## TEXTE SOURCE:
········
Là où le jeu brille, c’est dans la quantité d’éléments à débloquer. Véhicules, personnages, pièces de customisation, musiques, éléments de « permis » purement cosmétiques… Chaque session apporte une petite récompense. Les grilles de missions, héritières directes de Super Smash Bros., donnent une structure très agréable, on sait toujours ce qu’on peut tenter pour avancer. Pourtant, un sentiment ambivalent s’installe : tout débloquer est amusant, mais on devine qu’à long terme, le manque de circuits et de modes plus ambitieux pourrait réduire l’envie de revenir régulièrement. Ce n’est pas Mario Kart World. L’écart de niveau entre joueurs experts et débutants deviendra vite énorme et l’absence de hasard pour équilibrer le tout accentuera les écarts. Ici, il n'est pas question d'être sauvé par une étoile ou un champignon doré. Seule la trajectoire dorée laissée par les ennemis peut vous permettre d'accélérer jusqu'à rattraper vos adversaires. C’est un choix assumé, mais un choix qui limite naturellement le public. Je suis content de l'apparence de mon permis et je n'ai ni l'envie ni l'utilité de tout débloquer pour l'instant.

En multijoueur, Kirby Air Riders s’en sort très bien. Le gameplay simple en façade aide énormément, chacun peut s’amuser assez vite et les parties en local gardent cette énergie nerveuse déjà présente dans le solo. Les courses classiques fonctionnent particulièrement bien à plusieurs, tout comme le City Trial qui devient immédiatement plus chaotique et encore plus imprévisible qu’en solo. L’envers du décor, c’est que les forces et faiblesses du jeu restent exactement les mêmes. Le manque de circuits se ressent d’autant plus quand on enchaîne les sessions entre amis, et l’écart de niveau entre joueurs expérimentés et débutants peut vite devenir violent, surtout avec un gameplay aussi technique en profondeur. En ligne, la formule garde son efficacité et la connexion reste stable, mais là encore, c’est amusant, efficace, parfois grisant, mais la variété limitée finit par peser sur les longues sessions. Un bon jeu multijoueur qui ne parvient pas toujours à masquer les limites structurelles du jeu.
········
## LIGNES DE DONNÉES:

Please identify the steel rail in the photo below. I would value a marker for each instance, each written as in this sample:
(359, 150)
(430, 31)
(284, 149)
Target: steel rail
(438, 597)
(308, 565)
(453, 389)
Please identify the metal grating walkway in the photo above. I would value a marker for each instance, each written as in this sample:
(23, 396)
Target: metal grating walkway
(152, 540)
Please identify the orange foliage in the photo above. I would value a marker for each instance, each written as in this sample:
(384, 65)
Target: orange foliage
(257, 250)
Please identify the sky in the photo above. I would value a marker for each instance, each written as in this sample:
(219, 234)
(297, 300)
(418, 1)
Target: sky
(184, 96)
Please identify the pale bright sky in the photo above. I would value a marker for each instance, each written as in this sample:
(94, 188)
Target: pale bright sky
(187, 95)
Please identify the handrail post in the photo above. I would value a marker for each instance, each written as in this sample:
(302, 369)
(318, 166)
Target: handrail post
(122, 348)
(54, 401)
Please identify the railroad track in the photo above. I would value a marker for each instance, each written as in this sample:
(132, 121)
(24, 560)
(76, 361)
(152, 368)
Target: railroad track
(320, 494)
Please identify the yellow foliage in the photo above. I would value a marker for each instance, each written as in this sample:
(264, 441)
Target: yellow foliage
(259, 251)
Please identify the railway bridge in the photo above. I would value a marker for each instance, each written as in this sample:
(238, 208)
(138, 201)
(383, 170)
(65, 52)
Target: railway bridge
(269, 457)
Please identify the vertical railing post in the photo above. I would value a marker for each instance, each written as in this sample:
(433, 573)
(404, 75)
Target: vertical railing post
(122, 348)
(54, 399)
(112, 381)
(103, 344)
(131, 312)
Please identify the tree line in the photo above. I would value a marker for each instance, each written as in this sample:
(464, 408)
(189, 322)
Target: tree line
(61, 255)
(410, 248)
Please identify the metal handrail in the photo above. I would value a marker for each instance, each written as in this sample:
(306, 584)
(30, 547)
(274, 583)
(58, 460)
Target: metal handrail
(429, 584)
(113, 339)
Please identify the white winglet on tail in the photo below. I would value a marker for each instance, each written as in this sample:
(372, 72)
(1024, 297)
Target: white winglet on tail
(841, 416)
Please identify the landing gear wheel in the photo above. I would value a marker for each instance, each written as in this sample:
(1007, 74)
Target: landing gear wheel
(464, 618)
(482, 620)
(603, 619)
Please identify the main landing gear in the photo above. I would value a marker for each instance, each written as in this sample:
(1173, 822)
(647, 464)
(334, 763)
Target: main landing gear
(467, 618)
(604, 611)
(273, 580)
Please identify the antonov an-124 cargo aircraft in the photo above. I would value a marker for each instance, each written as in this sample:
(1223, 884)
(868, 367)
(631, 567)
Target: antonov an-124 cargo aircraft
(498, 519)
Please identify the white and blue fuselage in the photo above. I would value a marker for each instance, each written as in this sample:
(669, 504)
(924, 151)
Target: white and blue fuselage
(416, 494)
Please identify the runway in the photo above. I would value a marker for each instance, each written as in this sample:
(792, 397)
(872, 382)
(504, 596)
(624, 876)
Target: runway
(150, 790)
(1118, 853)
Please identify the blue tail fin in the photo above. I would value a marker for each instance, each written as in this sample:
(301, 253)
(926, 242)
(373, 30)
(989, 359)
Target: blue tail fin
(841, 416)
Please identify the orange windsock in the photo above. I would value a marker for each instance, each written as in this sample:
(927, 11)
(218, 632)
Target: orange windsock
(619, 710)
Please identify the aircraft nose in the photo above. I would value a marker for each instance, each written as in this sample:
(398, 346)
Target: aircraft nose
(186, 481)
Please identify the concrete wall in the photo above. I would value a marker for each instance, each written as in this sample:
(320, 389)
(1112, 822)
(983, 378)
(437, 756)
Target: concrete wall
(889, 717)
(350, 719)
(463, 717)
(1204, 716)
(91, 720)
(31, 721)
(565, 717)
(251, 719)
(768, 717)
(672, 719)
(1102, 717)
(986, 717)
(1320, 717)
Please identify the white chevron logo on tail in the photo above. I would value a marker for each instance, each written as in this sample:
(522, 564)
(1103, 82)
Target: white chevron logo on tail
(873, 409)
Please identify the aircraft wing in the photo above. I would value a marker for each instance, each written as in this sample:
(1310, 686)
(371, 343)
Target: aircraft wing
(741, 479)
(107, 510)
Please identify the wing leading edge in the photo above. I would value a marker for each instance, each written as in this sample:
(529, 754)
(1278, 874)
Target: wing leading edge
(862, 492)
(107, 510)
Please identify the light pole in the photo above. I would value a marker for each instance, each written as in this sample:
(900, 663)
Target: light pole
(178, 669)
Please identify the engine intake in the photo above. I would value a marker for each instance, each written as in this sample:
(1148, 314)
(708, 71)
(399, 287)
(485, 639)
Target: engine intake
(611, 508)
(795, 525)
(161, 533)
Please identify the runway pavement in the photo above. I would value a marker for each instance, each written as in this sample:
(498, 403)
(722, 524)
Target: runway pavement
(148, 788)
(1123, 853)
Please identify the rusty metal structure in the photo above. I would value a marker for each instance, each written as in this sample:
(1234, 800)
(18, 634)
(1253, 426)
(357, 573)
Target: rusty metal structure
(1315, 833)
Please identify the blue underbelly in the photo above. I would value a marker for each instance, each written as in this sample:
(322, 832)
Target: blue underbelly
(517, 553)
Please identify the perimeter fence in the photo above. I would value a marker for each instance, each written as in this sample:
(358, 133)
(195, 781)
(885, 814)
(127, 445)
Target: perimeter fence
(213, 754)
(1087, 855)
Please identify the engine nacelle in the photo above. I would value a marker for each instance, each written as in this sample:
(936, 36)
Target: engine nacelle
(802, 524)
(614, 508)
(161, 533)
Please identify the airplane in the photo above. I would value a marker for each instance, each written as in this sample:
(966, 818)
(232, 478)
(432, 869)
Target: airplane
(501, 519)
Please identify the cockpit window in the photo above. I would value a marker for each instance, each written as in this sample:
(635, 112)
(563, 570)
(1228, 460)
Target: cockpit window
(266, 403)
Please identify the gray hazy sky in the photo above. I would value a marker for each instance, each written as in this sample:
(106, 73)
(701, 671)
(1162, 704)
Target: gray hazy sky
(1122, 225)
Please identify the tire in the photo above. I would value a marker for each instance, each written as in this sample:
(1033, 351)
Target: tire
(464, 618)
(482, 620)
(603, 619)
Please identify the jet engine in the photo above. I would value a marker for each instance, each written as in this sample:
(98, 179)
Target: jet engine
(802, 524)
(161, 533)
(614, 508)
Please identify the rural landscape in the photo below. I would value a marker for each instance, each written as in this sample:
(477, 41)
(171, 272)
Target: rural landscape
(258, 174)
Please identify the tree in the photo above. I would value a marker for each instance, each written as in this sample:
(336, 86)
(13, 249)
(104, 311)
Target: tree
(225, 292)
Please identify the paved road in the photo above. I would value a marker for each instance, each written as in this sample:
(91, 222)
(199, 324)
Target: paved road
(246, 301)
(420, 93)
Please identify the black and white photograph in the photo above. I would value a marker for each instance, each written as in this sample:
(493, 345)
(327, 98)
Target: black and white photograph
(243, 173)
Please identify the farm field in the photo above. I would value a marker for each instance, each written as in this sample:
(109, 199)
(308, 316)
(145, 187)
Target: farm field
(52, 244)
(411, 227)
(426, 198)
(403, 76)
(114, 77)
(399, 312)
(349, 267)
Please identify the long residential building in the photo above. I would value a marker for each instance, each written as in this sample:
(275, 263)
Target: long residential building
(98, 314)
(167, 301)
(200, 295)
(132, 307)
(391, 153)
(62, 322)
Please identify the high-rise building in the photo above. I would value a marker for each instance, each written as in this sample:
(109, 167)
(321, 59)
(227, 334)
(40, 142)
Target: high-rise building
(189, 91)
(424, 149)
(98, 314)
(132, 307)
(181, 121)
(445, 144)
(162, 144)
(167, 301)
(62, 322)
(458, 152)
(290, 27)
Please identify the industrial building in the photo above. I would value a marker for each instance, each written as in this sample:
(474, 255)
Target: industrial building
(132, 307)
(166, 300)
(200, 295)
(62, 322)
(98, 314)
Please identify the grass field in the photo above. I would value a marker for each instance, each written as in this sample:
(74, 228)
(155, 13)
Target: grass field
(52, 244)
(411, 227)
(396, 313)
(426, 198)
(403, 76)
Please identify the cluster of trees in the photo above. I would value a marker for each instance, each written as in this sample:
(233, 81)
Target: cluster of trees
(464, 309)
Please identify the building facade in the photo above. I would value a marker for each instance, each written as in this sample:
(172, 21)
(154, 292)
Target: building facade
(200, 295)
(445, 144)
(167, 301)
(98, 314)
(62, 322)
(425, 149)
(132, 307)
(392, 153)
········
## CONSIGNE:
Traduisez en anglais cette phrase du texte source sur Kirby Air Riders : « En multijoueur, Kirby Air Riders s’en sort très bien. »

## RÉPONSE CORRECTE:
In multiplayer, Kirby Air Riders holds up very well.